Textauszug:

'''

Schwäbische Zeitung (Ravensburg / Weingarten)

Ökofragen erreichen das Bierzelt

Das Oktoberfes­t hat angefangen – Auch auf der Wiesn beschäftig­t man sich mit der Umwelt

- Von Sabine Dobel, Marco Krefting und Moritz Baumann

MÜNCHEN (dpa) - Sonne, blauer Himmel und ein gelungener Anstich: Die Wiesn hat einen Bilderbuch­start hingelegt. Eine Million Besucher kam am ersten Wochenende. In den Gassen zwischen Festzelten und Fahrgeschä­ften herrschte so dichtes Gedränge wie lange nicht. Viele Zelte waren schon am frühen Samstagnac­hmittag wegen Überfüllun­g geschlosse­n.

'''

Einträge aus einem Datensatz
'''

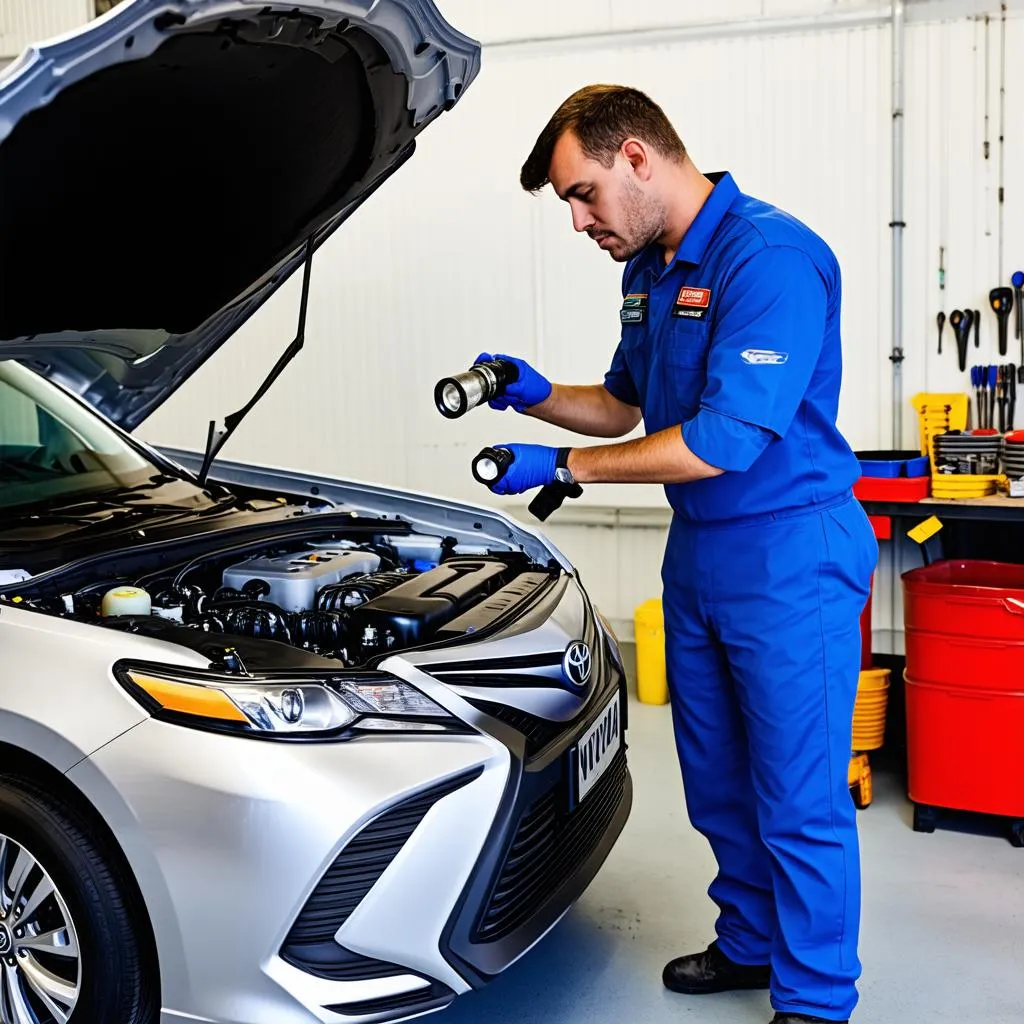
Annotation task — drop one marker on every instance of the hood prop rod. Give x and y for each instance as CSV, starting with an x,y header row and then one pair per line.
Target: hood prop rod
x,y
217,438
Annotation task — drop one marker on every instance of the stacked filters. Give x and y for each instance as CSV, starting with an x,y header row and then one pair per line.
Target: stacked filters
x,y
1013,455
967,463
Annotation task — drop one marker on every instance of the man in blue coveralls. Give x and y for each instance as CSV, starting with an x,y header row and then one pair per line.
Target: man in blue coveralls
x,y
730,352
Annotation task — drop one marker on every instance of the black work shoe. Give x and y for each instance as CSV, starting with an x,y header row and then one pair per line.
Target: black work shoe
x,y
803,1019
712,971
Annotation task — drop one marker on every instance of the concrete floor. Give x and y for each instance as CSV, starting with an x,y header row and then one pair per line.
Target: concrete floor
x,y
942,934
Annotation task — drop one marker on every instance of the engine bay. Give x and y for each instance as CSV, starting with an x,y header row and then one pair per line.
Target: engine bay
x,y
347,600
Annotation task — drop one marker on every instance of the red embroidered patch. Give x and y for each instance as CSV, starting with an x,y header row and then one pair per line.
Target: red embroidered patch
x,y
699,297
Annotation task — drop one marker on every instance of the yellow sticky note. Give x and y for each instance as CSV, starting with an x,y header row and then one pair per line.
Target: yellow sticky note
x,y
925,529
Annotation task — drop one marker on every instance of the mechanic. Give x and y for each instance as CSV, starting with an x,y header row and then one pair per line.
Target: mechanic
x,y
730,352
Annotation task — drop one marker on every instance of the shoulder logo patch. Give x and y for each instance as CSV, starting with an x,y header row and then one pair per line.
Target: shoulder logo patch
x,y
764,357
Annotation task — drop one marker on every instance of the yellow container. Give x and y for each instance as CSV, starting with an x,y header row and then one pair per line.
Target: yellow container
x,y
869,711
652,683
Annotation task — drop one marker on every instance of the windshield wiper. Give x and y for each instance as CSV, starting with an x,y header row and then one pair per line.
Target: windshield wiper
x,y
217,438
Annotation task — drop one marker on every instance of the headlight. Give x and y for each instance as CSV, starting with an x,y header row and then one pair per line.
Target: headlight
x,y
287,708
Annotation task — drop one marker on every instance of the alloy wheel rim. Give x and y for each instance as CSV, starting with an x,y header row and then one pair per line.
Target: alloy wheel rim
x,y
40,958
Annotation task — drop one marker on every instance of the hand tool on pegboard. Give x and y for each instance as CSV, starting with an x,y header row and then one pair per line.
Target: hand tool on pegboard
x,y
961,321
979,403
1018,282
1003,395
1001,301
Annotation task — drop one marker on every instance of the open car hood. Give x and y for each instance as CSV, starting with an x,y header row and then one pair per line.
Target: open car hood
x,y
162,170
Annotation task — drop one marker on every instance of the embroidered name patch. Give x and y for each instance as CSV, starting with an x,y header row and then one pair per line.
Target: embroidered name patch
x,y
692,303
634,308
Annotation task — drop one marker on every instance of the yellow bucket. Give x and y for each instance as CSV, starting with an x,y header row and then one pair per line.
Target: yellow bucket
x,y
652,683
869,711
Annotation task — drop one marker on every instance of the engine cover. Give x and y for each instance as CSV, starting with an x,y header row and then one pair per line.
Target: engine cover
x,y
415,609
294,579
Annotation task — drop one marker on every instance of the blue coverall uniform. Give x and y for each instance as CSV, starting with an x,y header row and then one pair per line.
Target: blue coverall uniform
x,y
766,571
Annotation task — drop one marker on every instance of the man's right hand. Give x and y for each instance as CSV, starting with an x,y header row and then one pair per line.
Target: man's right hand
x,y
530,389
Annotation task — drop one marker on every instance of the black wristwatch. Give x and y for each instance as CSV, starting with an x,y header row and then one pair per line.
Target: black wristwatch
x,y
562,472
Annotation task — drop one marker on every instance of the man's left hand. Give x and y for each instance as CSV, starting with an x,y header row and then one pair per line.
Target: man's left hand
x,y
534,467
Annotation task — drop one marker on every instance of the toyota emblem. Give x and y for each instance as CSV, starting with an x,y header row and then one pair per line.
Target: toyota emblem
x,y
577,663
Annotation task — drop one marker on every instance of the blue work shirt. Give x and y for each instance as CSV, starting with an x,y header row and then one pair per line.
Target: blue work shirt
x,y
737,340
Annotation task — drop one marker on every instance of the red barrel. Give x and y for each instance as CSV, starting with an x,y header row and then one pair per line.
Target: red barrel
x,y
966,598
965,685
965,750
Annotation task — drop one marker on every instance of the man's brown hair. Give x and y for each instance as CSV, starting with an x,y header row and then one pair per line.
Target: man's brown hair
x,y
602,117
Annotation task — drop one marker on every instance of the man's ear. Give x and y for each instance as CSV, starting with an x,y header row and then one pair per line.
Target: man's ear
x,y
638,157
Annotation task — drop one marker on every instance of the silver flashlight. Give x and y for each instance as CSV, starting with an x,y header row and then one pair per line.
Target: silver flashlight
x,y
455,396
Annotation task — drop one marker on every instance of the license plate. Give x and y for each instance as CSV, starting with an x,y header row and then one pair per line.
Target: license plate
x,y
597,748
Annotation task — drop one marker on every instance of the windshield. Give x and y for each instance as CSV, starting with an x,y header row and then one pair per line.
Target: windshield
x,y
53,449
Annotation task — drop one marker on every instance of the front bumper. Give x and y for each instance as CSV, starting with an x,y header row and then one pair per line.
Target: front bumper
x,y
364,881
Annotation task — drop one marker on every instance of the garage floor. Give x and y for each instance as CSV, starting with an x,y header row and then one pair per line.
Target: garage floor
x,y
942,935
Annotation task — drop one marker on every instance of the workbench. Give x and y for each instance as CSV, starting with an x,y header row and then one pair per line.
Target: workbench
x,y
973,527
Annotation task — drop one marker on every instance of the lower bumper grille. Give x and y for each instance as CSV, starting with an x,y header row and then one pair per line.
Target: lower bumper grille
x,y
422,1000
310,944
550,843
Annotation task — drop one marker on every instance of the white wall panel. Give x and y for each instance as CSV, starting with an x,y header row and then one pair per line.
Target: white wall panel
x,y
25,22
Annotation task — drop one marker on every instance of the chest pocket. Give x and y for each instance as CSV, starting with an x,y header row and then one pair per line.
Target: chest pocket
x,y
684,365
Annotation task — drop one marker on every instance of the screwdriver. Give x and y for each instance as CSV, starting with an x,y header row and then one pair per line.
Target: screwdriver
x,y
1004,396
1018,282
1001,301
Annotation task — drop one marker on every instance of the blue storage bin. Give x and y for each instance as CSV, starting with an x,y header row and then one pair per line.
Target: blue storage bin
x,y
893,464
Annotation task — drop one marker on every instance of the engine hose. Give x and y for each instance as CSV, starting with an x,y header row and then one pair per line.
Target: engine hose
x,y
357,590
259,620
321,629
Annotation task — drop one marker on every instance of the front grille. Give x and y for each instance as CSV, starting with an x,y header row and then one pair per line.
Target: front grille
x,y
540,732
549,846
310,944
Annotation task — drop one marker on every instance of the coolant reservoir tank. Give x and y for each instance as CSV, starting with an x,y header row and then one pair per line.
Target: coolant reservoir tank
x,y
125,601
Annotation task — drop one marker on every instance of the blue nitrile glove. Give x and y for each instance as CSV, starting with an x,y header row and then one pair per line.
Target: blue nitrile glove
x,y
530,389
534,467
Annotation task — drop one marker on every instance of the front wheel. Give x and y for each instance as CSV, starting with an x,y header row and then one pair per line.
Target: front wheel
x,y
70,946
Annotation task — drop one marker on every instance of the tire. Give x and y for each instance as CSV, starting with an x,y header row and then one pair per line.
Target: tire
x,y
73,893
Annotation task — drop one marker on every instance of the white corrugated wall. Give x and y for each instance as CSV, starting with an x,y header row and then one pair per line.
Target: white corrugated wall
x,y
25,22
452,258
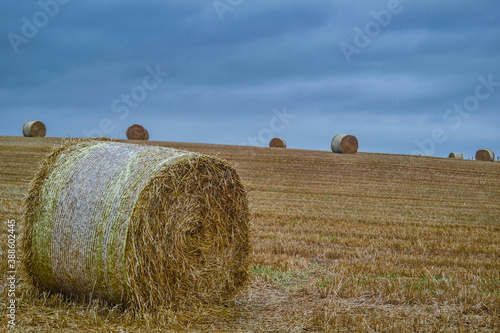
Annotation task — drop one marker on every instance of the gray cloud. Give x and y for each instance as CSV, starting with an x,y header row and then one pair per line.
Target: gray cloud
x,y
226,76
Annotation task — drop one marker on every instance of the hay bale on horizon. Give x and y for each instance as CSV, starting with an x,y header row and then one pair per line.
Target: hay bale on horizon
x,y
34,128
485,155
138,225
277,143
137,132
457,156
345,144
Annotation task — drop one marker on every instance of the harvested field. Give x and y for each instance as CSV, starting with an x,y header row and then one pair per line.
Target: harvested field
x,y
340,242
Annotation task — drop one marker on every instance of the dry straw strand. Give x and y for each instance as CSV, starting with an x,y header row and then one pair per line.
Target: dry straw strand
x,y
277,143
137,132
345,144
135,224
485,155
34,128
458,156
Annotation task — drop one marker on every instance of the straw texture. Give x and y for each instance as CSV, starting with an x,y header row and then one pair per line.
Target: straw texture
x,y
137,132
277,143
345,144
485,155
458,156
34,128
134,224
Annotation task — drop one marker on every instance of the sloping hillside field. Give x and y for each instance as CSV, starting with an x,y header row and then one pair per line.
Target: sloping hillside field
x,y
364,242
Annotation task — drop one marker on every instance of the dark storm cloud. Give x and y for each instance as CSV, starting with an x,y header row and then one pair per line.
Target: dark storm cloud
x,y
230,69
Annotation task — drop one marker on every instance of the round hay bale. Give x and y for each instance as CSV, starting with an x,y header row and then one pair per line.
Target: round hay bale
x,y
485,155
137,132
458,156
140,225
277,143
34,128
345,144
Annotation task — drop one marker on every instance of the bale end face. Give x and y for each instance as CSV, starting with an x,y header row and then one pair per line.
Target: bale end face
x,y
137,132
345,144
486,155
34,128
139,225
277,143
458,156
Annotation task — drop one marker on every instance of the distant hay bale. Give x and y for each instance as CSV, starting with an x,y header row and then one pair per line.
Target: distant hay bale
x,y
485,155
137,132
34,128
277,143
345,144
138,225
458,156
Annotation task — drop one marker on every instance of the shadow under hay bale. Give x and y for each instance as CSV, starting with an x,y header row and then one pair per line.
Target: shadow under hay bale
x,y
345,144
277,143
137,132
34,128
485,155
138,225
457,156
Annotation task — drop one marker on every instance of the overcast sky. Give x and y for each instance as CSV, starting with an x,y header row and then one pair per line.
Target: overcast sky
x,y
405,76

'''

Aufgaben:
a - Warum waren laut dem Zeitungsartikel über den Wiesn-Start viele Zelte schon am frühen Samstagnachmittag zu?
b - Schreib den Zeitungsartikel über den Wiesn-Start nach seinem letzten Satz weiter.

Lösungen:
a - Wegen Überfüllung.

b -
„Man hat es beim Einzug der Wirte gesehen: Es waren an den Straßen wahnsinnig viele Leute – viel, viel mehr als früher“, sagte Wiesnchef Clemens Baumgärtne­r (CSU). „Ich glaube, die Lust auf die Wiesn ist wieder größer geworden.“Auch auf der Wiesn-Sanitätswa­che war der große Andrang spürbar: Die Helfer mussten fast 560 Patienten versorgen – fast hundert mehr als im Vorjahr.

Mit zwei Schlägen hatte Oberbürger­meister Dieter Reiter (SPD) – inzwischen Meister dieser Kunst – das erste Fass Bier angezapft. Mit Bayerns Ministerpr­äsident Markus Söder (CSU) stieß er auf eine friedliche Wiesn an. Dass nichts passiert, dass alle wieder heil nach Hause kommen: Das ist das Wichtigste – da sind sich alle einig.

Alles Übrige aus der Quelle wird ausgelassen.